**作業内容:**
a. 引用文のうち、「例2:長島選手の監督登用は成功か?」で始まり「当然だが、ペナントレースの長島監督の成績はめちゃくちゃである。」まで続く部分を、「巨人軍」を「読売ジャイアンツ」に入れ替えて書き直してください。
b. 引用文によると、長島選手が監督に登用された当時、巨人軍は何連覇を遂げていたか答えてください。
c. 社長の選択基準を論じた引用文を、最後の文のあとから続けて書いてください。

旧来からあるような、自分の感性にあったブランドをしっかり選んで長く愛用する
という感覚のファッションではないジャンル(ファッションスタイル)が出来たのである。

今の、ユニクロの成長を見れば柳井オーナーの決断は正解だったということになる。

例2:長島選手の監督登用は成功か?

かなり昔になるが、
長島選手が現役を退いてすぐ巨人軍監督に登用された。
後楽園球場で、感動の引退挨拶を行った。
監督の帝王学を学ばずにいきなりの監督登用である。

当時、巨人軍は九連覇は遂げたが、
ぼろぼろになった選手だけがのこされた。
当然だが、ペナントレースの長島監督の成績はめちゃくちゃである。
名選手、名監督にあらず、と言われた。
しかし、実践に使った若手はどんどん育っていった。
短期店に見れば勝てない監督采配だったが、
中長期的には、長島選手の監督登用は大正解ということになる。
その後の強い巨人軍の誕生に大きく寄与した。


B.マーケティング責任者・社長の選択基準:

新しくポジションが出来てそこに人を当てる、
その難しさとは?

典型的には社長人事にその難しさが見られる。
社長は会社の将来を担っている、
マーケティングの総責任者である。
社員の生活、協力会社の運命を預かっている。

誰が社長にふさわしいか?
なんて誰にもわからない。

或る人が社長になつた。
それなりの成績があがった。
しかし、それが最大の結果か?最適の結果か?
は神のみぞ知るである。

違う人を当てたら、もっと成績が上がったかもしれないし、全然だめだったかもしれない。

社長を選ぶ基準とは?

平時対応か、有事対応か?
長期的な成長の芽をつくるということに長けた才能か?
短期的な結果を作ることに長けた才能か?

等々・・・・・

いろいろな基準がある。

どの基準が、次期社長の人選のときに最優先されるべきなのか?
が実はわからない。

また、その基準が時とともに変わる。

データ一覧
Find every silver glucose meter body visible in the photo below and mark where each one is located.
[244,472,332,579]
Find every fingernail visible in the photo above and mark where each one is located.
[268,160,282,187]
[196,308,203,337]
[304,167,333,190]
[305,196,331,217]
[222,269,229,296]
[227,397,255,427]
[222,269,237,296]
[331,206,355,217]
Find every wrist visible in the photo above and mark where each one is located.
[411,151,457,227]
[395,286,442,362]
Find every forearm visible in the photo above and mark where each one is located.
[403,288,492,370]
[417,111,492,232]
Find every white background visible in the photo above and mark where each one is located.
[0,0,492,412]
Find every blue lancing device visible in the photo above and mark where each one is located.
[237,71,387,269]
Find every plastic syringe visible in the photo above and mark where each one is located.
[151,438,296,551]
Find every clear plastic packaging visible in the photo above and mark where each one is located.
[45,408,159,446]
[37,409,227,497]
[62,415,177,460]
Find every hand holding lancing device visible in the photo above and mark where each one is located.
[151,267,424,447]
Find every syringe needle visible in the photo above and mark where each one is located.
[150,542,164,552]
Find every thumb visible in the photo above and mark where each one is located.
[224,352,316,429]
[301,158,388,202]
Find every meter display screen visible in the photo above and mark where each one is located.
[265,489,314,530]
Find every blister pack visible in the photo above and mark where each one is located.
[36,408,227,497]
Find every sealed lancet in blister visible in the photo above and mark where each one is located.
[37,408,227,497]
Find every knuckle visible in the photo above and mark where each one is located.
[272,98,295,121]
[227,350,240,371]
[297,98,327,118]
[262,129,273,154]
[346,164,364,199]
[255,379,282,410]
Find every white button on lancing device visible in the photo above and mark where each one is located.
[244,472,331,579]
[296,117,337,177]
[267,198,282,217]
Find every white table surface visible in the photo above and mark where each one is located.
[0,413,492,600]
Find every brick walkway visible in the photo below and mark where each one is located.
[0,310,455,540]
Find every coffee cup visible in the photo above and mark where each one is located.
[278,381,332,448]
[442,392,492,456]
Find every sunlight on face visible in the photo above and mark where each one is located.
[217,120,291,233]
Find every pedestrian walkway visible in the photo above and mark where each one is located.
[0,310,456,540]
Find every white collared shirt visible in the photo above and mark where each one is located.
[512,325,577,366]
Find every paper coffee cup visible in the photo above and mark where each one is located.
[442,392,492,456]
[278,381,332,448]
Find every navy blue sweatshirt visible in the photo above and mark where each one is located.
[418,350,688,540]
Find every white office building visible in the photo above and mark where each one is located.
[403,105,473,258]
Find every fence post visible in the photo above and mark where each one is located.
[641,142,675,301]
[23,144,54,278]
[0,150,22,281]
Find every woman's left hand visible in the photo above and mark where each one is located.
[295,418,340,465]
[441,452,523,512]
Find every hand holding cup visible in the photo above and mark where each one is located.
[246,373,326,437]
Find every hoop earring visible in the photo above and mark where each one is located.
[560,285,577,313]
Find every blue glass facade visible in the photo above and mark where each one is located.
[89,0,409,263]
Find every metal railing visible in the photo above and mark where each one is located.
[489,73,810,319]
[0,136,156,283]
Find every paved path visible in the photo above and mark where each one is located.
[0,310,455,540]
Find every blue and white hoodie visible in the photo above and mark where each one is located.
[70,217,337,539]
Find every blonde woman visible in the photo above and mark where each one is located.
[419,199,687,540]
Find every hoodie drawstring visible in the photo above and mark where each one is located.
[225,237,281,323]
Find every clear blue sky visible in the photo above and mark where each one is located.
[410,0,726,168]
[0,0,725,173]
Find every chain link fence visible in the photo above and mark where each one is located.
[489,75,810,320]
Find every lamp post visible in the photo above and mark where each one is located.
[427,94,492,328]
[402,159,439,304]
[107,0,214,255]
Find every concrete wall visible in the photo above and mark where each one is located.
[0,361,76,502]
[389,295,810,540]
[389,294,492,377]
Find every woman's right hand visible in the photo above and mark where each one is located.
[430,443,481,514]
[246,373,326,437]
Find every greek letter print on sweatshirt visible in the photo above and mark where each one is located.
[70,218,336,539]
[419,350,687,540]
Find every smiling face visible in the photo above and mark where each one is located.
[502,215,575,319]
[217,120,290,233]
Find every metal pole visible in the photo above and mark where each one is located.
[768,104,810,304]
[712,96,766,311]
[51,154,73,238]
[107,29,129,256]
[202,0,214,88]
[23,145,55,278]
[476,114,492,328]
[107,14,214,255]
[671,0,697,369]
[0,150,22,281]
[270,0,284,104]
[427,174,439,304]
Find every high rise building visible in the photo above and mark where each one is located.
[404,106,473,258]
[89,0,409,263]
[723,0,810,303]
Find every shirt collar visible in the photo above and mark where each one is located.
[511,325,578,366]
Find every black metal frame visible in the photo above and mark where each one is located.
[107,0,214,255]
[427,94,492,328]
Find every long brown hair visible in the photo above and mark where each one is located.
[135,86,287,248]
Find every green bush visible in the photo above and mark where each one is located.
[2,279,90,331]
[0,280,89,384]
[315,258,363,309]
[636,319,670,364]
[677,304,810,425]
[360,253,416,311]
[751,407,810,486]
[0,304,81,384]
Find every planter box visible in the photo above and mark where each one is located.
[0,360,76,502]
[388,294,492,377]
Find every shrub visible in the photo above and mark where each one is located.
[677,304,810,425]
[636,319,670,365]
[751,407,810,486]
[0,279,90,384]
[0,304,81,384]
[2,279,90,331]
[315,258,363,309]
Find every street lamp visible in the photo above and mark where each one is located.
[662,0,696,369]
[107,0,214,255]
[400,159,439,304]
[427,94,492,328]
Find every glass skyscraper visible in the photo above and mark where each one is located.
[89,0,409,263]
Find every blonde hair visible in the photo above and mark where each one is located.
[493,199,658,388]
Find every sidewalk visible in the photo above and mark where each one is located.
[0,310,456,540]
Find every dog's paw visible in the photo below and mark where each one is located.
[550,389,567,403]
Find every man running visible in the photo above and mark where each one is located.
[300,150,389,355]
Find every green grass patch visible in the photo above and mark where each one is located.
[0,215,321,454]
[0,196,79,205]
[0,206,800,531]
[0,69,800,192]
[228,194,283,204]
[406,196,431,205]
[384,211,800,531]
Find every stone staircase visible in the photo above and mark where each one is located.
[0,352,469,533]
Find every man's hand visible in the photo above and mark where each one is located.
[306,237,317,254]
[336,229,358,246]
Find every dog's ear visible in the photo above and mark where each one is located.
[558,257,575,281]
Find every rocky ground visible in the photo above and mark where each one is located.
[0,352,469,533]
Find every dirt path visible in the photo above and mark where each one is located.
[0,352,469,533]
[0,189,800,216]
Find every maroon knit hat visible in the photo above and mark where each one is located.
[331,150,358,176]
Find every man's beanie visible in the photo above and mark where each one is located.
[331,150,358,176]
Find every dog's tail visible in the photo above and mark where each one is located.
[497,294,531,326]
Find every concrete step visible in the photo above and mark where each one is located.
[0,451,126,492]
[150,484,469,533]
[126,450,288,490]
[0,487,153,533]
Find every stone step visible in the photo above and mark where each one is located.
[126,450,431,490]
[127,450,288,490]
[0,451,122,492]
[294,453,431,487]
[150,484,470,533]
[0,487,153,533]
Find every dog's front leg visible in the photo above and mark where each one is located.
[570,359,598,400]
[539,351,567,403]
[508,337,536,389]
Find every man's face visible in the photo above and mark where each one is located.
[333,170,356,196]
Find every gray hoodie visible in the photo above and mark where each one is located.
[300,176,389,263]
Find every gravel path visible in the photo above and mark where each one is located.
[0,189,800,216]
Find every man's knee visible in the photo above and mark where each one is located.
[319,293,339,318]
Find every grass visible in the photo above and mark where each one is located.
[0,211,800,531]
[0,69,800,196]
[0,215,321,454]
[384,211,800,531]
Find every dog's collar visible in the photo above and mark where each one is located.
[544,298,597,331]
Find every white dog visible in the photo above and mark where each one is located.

**解答一覧:**
a.
例2:長島選手の監督登用は成功か?

かなり昔になるが、
長島選手が現役を退いてすぐ読売ジャイアンツ監督に登用された。
後楽園球場で、感動の引退挨拶を行った。
監督の帝王学を学ばずにいきなりの監督登用である。

当時、読売ジャイアンツは九連覇は遂げたが、
ぼろぼろになった選手だけがのこされた。
当然だが、ペナントレースの長島監督の成績はめちゃくちゃである。

b. 九連覇

c.
今のように社会環境の変化のスピードが速い時は、
1-2年で状況が変わってくる。
基準が変われば、その状況にふさわしい社長を選ばなければならない。
社長機関説待望論である。
社長というのは機能であり、最適な人は機能で選ぶべきという論である。

そういえば、高度成長期の官僚のトップ、事務次官は1-2年で玉突きのように変わった。
このような猫の目のような変わり方は如何なものか?
といわれたことがあったが、人材の滞りをなくし、新鮮な人材をどんどん登用でき、
そのときの状況に機敏に適応出来たといえるのかもしれない。
このあたりの事情はTV番組・官僚たちの夏(城山三郎作)でリアルに描かれている。

会社は様々な個性の人間が集まって、
人間くさい組織として構成され動いている。
社長には、多様な人材を集めまとめ、目的に向かい実行させる
ファシリテーターという能力が求められる。

また、人望、リーダーシップ、意思決定力・・・・・
のようないわゆる帝王学的な能力も必要である。

C.社長の評価:

社長が、ある基準で選ばれたなら、
その基準で新社長の成果を判断してあげるべきなのだが、
ことはそう単純ではない。
社長業というのは、会社の業績をUPさせなければいけないという宿命を負っている
特にアメリカでは、短期の業績向上は株主資本主義の論理からしてマストの基準である。

そして何といってもツキが必要である。
そして、結果が出せなければダメである。

何せ、社員の、ステークホルダーの命運を握っているかかである。
倒産というような大袈裟な話ではなく、
社長が実績を残せるかどうかは、直接社員の給料、協力会社の収益にかかわってくる。
関係者の生殺与奪の権利を握っている。
社長の結果責任は、実に重い。

以下、比喩的な事例である。

A社長候補:
カリスマ性をもった所謂やり手のスーパーマン社長が登場した
開発、営業、財務と手を打つだろう。

B社長:
周知を集め民主的に意思決定する。
民主主義というロボットに徹し、過半数で物を決めていく。
おそらく保守的に現状維持的な経営になるかもしれない

バブルが到来。
Aのアグレッシブな社長は、財務戦略も前向きにやった。
一時は本業をしのぐ業績もあげた。
しかしバブル崩壊で大赤字会社は倒産、銀行管理下へ。

Bのロボット社長は過半数主義でバブルでも踊ることはなく、
財務戦略も平凡に徹っした。
何の問題も起きなかった。
安全に着実に業績を上げた。

結果は、B社長が正解となる。
周知を糾合できる大人の将の将たる大将軍と名状される。

実際の実業でみても、

A社長は先行投資を健全な赤字投資と考え打ってでた、
しかしあまり実りがなく先行投資が焦げ付き大赤字になった。

B社長は、既存の商品、事業を着実に積み上げ、マーケットで優位ををとり、
サステナブルな黒字事業とした。

社長業とは皮肉なものである。

アメリカBIG3の経営者はインテリジェンスでは間違いなく優秀であろう。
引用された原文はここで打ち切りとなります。